WORK REQUIRED: What lines in the records below mention "clicks"? List them all.
---------- SOURCE MATERIAL
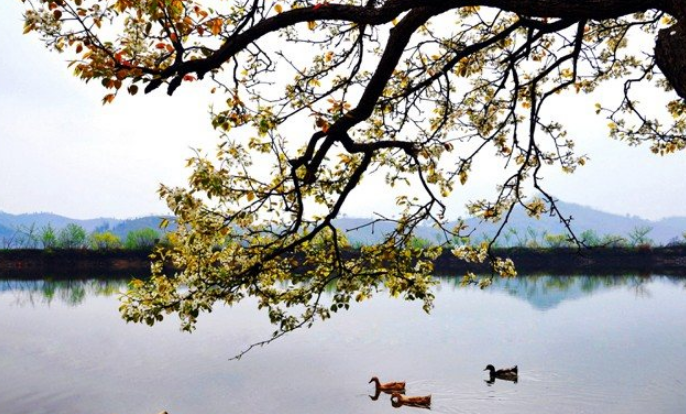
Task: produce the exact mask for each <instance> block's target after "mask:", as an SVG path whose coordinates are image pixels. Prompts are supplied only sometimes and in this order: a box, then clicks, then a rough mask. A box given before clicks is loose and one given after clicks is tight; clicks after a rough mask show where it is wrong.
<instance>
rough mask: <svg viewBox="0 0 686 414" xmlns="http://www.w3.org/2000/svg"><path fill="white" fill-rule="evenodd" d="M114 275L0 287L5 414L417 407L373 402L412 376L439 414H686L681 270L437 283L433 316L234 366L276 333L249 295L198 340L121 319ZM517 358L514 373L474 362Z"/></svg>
mask: <svg viewBox="0 0 686 414" xmlns="http://www.w3.org/2000/svg"><path fill="white" fill-rule="evenodd" d="M123 287H125V284H124V283H123V282H116V281H110V282H103V281H95V280H91V281H66V282H53V283H49V282H18V281H6V280H5V281H0V315H2V317H1V318H0V413H2V414H41V413H46V414H47V413H49V414H60V413H65V414H66V413H68V414H79V413H88V414H100V413H102V414H114V413H116V414H156V413H158V412H160V411H162V410H167V411H168V412H169V413H170V414H228V413H232V414H233V413H236V414H247V413H255V414H271V413H279V414H290V413H293V414H296V413H297V414H314V413H327V414H338V413H340V414H354V413H372V414H373V413H398V412H399V410H400V411H404V412H406V413H412V412H416V413H422V412H426V411H425V410H422V409H419V408H411V407H402V408H399V409H397V408H393V407H392V406H391V404H390V401H389V397H388V396H387V395H384V394H382V395H381V397H380V398H379V399H378V400H377V401H372V400H371V399H370V398H369V396H368V395H369V394H372V391H373V388H372V386H371V384H368V383H367V382H368V381H369V379H370V378H371V377H372V376H374V375H376V376H378V377H379V378H380V379H381V380H382V381H391V380H393V381H400V380H403V381H407V387H406V390H407V394H408V395H426V394H432V395H433V405H432V409H431V411H432V412H435V413H550V412H554V413H555V414H564V413H570V414H571V413H574V414H578V413H603V414H609V413H622V414H627V413H675V414H676V413H679V414H683V413H684V412H686V279H678V278H668V277H660V276H653V277H638V276H624V277H552V276H541V277H519V278H517V279H515V280H507V281H499V282H498V283H497V284H496V285H495V286H492V287H490V288H489V289H486V290H484V291H481V290H478V289H475V288H459V287H458V286H457V283H456V279H452V280H451V279H445V280H444V281H443V283H442V284H441V286H440V288H439V289H438V292H437V299H436V308H435V309H434V311H433V312H432V313H431V315H426V314H425V313H423V311H422V310H421V306H420V304H419V303H413V302H404V301H401V300H394V299H389V298H387V297H385V296H383V295H378V296H377V297H376V298H374V299H373V300H371V301H368V302H365V303H362V304H359V305H357V306H353V307H352V308H351V310H350V311H348V312H343V313H341V314H338V315H335V316H334V318H333V319H332V320H329V321H327V322H325V323H319V324H317V325H315V326H314V327H313V328H312V329H309V330H302V331H299V332H296V333H293V334H291V335H290V336H287V337H286V338H284V339H282V340H279V341H277V342H275V343H274V344H272V345H269V346H266V347H264V348H260V349H256V350H254V351H251V352H250V353H248V354H247V355H246V356H245V357H244V358H243V359H242V360H240V361H228V359H229V358H230V357H231V356H233V355H235V354H236V353H237V352H239V351H240V350H242V349H243V348H244V347H245V345H247V344H249V343H251V342H254V341H258V340H261V339H265V338H266V337H268V336H269V334H270V333H271V332H272V331H273V328H272V327H271V326H270V325H269V323H268V322H267V321H266V316H265V315H264V314H262V313H258V312H257V311H256V310H255V309H254V306H251V305H250V304H245V305H241V306H238V307H234V308H231V309H218V310H217V311H215V312H214V313H212V314H209V315H204V316H202V317H201V319H200V323H199V325H198V330H197V331H196V332H195V333H193V334H190V335H189V334H187V333H182V332H180V331H179V329H178V326H179V325H178V323H177V320H175V318H168V320H165V322H164V323H162V324H161V325H158V326H155V327H153V328H150V327H148V326H143V325H132V324H126V323H125V322H124V321H122V320H121V319H120V318H119V314H118V310H117V308H118V306H119V304H118V301H117V297H116V292H117V291H118V290H119V289H120V288H123ZM487 364H493V365H495V366H496V367H501V366H510V365H514V364H517V365H519V382H518V383H516V384H515V383H512V382H504V381H496V382H495V383H494V384H493V385H489V384H487V383H486V382H485V380H486V379H488V375H486V373H485V372H483V371H482V370H483V369H484V367H485V366H486V365H487Z"/></svg>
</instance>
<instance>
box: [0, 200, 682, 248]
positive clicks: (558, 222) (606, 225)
mask: <svg viewBox="0 0 686 414" xmlns="http://www.w3.org/2000/svg"><path fill="white" fill-rule="evenodd" d="M558 206H559V208H560V210H561V211H562V212H563V214H564V215H565V216H571V217H572V224H571V225H572V228H573V229H574V231H575V232H576V233H577V235H580V234H581V233H582V232H583V231H585V230H594V231H595V232H596V233H597V234H598V235H599V236H602V235H606V234H612V235H618V236H624V237H626V236H627V234H628V233H629V232H631V231H632V230H634V229H635V228H639V227H649V228H651V229H652V230H651V231H650V233H648V237H649V238H650V239H652V240H653V241H654V243H655V244H663V245H664V244H667V243H669V242H671V241H675V240H684V239H683V237H682V234H683V233H684V232H685V231H686V217H670V218H665V219H662V220H657V221H652V220H646V219H642V218H640V217H637V216H622V215H617V214H611V213H606V212H602V211H599V210H595V209H593V208H590V207H585V206H581V205H578V204H572V203H565V202H561V201H560V202H558ZM162 218H163V217H162V216H146V217H140V218H135V219H128V220H121V219H116V218H97V219H90V220H77V219H71V218H68V217H64V216H59V215H56V214H51V213H32V214H18V215H14V214H9V213H3V212H0V241H3V240H8V239H9V238H10V237H11V236H12V235H13V234H15V233H16V230H17V229H21V228H26V227H28V226H31V225H32V224H35V226H36V227H37V228H41V227H44V226H46V225H47V224H48V223H50V224H51V225H52V226H53V227H54V228H56V229H60V228H63V227H64V226H66V225H67V224H69V223H75V224H78V225H80V226H82V227H83V228H84V229H86V231H88V232H93V231H105V230H109V231H112V232H113V233H115V234H116V235H118V236H119V237H120V238H122V239H124V238H125V237H126V234H127V233H128V232H130V231H132V230H138V229H141V228H145V227H150V228H153V229H158V226H159V223H160V221H161V219H162ZM371 221H373V220H372V219H363V218H347V217H343V218H340V219H337V220H335V221H334V222H335V224H336V225H337V227H339V228H340V229H342V230H345V231H346V235H347V236H348V238H349V239H350V240H351V242H353V243H354V242H361V243H372V242H375V241H379V240H381V239H382V238H383V235H384V234H387V233H389V232H391V231H392V230H393V228H394V223H392V222H376V223H374V224H372V225H367V224H369V223H370V222H371ZM466 224H467V225H468V226H469V229H470V230H471V229H474V233H473V237H474V238H476V239H480V238H483V237H492V236H493V235H494V234H495V231H496V229H497V226H496V225H493V224H490V223H479V221H478V220H476V219H468V220H466ZM506 228H512V229H514V230H515V231H516V232H517V235H516V236H515V235H514V234H512V233H509V234H508V232H506V234H505V235H503V236H501V239H500V241H501V242H502V244H503V245H516V244H517V242H518V240H517V237H520V238H526V237H527V233H535V234H537V236H538V237H539V241H540V239H541V238H542V235H543V233H544V232H546V233H549V234H562V233H564V232H565V229H564V227H563V226H562V224H560V222H559V220H558V218H557V217H549V216H544V217H542V218H541V219H540V220H535V219H532V218H530V217H528V216H527V215H526V214H525V213H524V211H522V209H519V210H515V211H514V212H513V214H512V216H511V217H510V221H509V223H508V226H507V227H506ZM172 229H173V222H172V224H171V225H170V226H169V228H168V230H172ZM527 229H530V230H529V231H527ZM417 237H421V238H423V239H427V240H429V241H432V242H436V241H437V240H439V232H438V231H436V230H435V229H433V228H432V227H429V226H423V227H419V228H418V229H417Z"/></svg>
--------------------
EXPECTED ANSWER:
Task: produce the exact mask for each <instance> block's target after "mask:", as an SVG path whose coordinates are image pixels. Prompts are supplied only sometimes and in this order: a box, then clicks, then a rough mask. A box given before clicks is loose and one given after clicks is tight; clicks after a rough mask show where it is wrong.
positive clicks: (558, 222) (606, 225)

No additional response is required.